▸ **Document segment**
-- Begin --

Objectives for Grade 1

Religion

By the end of grade 1, students will be able to:

  1. Explain that God sent Jesus to be the Savior for all people.
  2. Demonstrate a desire to tell others about Jesus, the Savior of the world.
  3. Perform acts of kindness as they serve one another in love.
  4. Tell that Jesus gave the Lord’s Supper to assure His disciples of the forgiveness of their sins.
  5. Acknowledge that Jesus is alive.
  6. Joyfully worship God in obedience, through songs, prayers, and actions.
  7. Demonstrate a desire to share God’s gifts to them with others.
  8. Recognize that God calls them to be His own dear children so that they may follow His purpose and plan for their lives.
  9. Express a desire to go to God in prayer trusting that He will answer the prayers according to His plan for their lives.
  10. Acknowledge that they can hear God’s Word and learn about Jesus at home or in school as well as in church.
  11. Appreciate God’s care for them and the wonder of creation.
  12. Praise God that He takes care of our physical and spiritual needs.
  13. Demonstrate a desire to follow Jesus.
  14. Sing simple hymns and worship songs.

Language Arts

By the end of grade 1, students will be able to:

  1. Identify long and short vowel sounds and their letter patterns.
  2. Contribute to and read experience stories composed by a group.
  3. Listen to get answers to questions or to clarify thinking.
  4. Identify final consonant sounds.
  5. Use meaningful context to predict an unknown word.
  6. Enjoy reading developmentally appropriate books in leisure time.
  7. Spell with increasing accuracy the words they use when they write.
  8. Use phonics and structural analysis to decode unknown words.
  9. Use context and syntactic clues to decode unknown words.
  10. Distinguish between fantasy and reality when listening to stories.
  11. Categorize words into related groups (e.g., red, green, and white are colors.)
  12. Identify the setting of a story they hear or read.
  13. Participate in group discussions.
  14. Recognize sight words that are important to them.
  15. Provide rhyming words for words they hear.
  16. Use capital letters for the first word in a sentence and for names.
  17. As a group dramatize a Bible story, ex., puppet show
  18. Write legibly in print script, using appropriate size, slant, shape, and spacing.
  19. Copy written words and simple sentences.
  20. Write simple sentences that begin with a capital letter.
  21. Use singular and plural forms of nouns correctly.
  22. Write short stories using traditional spelling along with invented spelling.
  23. Use a picture dictionary to discover meaning and spelling.
  24. Write names, labels for pictures, and stories to illustrate artwork.
  25. Demonstrate an awareness that reading should make sense by modifying inaccurate predictions about unknown words.

-- End --

(Excerpts from a point labeling dataset)
-- Begin --

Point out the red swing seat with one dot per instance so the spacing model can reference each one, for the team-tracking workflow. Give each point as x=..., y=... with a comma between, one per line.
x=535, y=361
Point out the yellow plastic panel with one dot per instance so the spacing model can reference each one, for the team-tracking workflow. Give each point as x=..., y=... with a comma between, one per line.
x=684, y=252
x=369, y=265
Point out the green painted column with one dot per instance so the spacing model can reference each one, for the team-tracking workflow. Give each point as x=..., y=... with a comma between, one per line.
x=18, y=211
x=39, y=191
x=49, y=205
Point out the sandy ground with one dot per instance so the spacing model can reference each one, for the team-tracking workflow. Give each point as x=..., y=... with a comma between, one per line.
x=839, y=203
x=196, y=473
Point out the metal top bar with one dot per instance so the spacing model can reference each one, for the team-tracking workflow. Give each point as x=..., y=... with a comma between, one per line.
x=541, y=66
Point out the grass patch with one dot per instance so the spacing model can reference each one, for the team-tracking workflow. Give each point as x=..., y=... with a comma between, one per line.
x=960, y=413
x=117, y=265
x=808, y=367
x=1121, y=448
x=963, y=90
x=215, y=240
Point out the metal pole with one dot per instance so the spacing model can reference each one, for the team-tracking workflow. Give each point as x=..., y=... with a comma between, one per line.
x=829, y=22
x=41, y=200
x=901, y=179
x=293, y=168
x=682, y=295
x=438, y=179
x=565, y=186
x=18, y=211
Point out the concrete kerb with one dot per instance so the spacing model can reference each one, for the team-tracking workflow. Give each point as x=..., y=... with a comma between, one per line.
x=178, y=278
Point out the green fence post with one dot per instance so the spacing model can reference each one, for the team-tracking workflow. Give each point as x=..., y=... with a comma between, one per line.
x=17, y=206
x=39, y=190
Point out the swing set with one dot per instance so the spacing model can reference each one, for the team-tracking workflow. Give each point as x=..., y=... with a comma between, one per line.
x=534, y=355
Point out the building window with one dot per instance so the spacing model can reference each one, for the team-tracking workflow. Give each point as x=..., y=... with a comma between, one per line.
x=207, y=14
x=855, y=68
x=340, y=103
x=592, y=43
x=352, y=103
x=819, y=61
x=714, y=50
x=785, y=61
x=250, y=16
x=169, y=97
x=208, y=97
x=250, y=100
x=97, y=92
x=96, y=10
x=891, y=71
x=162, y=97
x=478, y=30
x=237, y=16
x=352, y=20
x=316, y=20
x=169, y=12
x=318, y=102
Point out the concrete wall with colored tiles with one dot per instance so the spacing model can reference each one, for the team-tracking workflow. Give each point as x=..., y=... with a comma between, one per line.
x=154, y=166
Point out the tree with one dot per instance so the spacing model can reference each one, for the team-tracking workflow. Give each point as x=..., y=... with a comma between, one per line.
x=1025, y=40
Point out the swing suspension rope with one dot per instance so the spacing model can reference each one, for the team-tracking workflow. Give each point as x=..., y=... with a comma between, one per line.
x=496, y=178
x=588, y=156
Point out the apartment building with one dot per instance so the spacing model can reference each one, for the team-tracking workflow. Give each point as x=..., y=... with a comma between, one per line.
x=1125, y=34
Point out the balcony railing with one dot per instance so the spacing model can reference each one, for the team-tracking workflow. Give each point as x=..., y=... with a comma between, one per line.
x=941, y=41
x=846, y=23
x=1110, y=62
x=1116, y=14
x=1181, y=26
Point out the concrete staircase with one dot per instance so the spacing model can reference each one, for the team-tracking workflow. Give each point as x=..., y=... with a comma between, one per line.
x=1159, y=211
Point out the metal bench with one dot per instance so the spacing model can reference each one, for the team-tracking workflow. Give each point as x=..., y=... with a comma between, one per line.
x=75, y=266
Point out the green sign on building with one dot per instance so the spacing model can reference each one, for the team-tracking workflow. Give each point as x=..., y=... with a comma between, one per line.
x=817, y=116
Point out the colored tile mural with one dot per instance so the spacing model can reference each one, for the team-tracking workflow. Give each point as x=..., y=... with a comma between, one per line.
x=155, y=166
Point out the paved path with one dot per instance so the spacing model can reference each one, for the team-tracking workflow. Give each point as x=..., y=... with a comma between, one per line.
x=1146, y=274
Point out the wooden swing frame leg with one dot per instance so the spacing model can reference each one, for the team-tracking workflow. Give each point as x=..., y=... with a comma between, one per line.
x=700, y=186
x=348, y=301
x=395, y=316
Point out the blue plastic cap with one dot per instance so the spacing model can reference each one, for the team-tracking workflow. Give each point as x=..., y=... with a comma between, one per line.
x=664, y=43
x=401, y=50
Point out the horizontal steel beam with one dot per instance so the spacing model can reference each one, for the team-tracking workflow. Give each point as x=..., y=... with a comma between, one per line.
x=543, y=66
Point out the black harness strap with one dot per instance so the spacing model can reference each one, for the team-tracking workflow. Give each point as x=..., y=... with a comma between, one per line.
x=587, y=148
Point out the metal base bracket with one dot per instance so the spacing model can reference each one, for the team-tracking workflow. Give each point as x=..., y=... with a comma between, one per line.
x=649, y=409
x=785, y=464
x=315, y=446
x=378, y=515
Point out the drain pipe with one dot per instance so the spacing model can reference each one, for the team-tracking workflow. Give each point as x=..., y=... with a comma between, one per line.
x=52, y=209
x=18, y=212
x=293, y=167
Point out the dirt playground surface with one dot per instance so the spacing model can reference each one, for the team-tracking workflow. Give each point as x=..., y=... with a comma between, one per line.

-- End --

▸ **Exercises**
**A.** In the grade 1 objectives, what tool should students use to discover meaning and spelling?
**B.** Repeat the grade 1 objectives, everything from "13. Participate in" down to "of nouns correctly.".

▸ **Results for each task**
**A.** A picture dictionary.

**B.**
13. Participate in group discussions.
  14. Recognize sight words that are important to them.
  15. Provide rhyming words for words they hear.
  16. Use capital letters for the first word in a sentence and for names.
  17. As a group dramatize a Bible story, ex., puppet show
  18. Write legibly in print script, using appropriate size, slant, shape, and spacing.
  19. Copy written words and simple sentences.
  20. Write simple sentences that begin with a capital letter.
  21. Use singular and plural forms of nouns correctly.